§ TEXT EXCERPT:
┌──
East End Books Ptown welcomes Aaron S. Lecklider, Love's Next Meeting: The Forgotten History of Homosexuality and the Left in American Culture 6/29 @6pm
for a special In-person and virtual book event. Aaron is a Boston and Ptown resident. We are happy to partner with The Provincetown Business Guild and the Provincetown LGBTQ Welcome Center for this special event.
Buy the book via the link below.
Register with Eventbrite for in-person and virtual tickets. The in-person event will be a social distanced COVID19 safe outdoor event, just behind the bookstore facing the water.
Register with Evenbrite here: Love's Next Meeting Virtual & In-Person w/ Aaron S. Lecklider 6/29 at 6pm Tickets, Tue, Jun 29, 2021 at 6:00 PM | Eventbrite
Zoom Link: https://us02web.zoom.us/j/83720057057 Meeting ID: 837 2005 7057
*The Zoom link can be used by all who register with eventbrite. Click on the Eventbrite link a few minutes before the event begins. You'll be in a virtual waiting room. We'll let you into the event at the start time.
Facebook Event Page: https://fb.me/e/1gVUiyunJ
How queerness and radical politics intersected—earlier than you thought.
└──
§ TASK OBJECTIVE: Continue the announcement of the book event with Aaron S. Lecklider from its last line.

§ DATA SECTION:
┌──
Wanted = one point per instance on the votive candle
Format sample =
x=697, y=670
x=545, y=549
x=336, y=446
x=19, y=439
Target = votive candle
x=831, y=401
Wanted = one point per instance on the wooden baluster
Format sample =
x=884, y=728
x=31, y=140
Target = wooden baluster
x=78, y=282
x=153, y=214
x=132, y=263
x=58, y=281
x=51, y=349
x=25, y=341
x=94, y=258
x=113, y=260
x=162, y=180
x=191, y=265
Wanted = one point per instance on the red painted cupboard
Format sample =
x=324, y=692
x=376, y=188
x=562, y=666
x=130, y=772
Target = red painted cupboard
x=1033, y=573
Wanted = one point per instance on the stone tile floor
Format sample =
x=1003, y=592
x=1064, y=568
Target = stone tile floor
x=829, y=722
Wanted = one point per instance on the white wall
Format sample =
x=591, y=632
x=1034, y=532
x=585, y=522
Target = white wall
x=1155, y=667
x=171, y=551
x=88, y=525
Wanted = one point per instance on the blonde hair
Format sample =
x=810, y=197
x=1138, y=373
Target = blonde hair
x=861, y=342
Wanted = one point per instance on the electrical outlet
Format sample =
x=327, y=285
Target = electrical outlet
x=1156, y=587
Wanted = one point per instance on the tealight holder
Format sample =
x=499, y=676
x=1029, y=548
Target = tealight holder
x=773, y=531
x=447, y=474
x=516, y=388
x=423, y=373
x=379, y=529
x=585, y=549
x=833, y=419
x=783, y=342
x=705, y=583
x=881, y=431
└──
§ EXERCISE RESULT:
Well before Stonewall, a broad cross section of sexual dissidents took advantage of their space on the margins of American society to throw themselves into leftist campaigns. Sensitive already to sexual marginalization, they also saw how class inequality was exacerbated by the Great Depression, witnessing the terrible bread lines and bread riots of the era. They participated in radical labor organizing, sympathized like many with the early prewar Soviet Union, contributed to the Republicans in the Spanish Civil War, opposed US police and state harassment, fought racial discrimination, and aligned themselves with the dispossessed. Whether they were themselves straight, gay, or otherwise queer, they brought sexual dissidence and radicalism into conversation at the height of the Left's influence on American culture.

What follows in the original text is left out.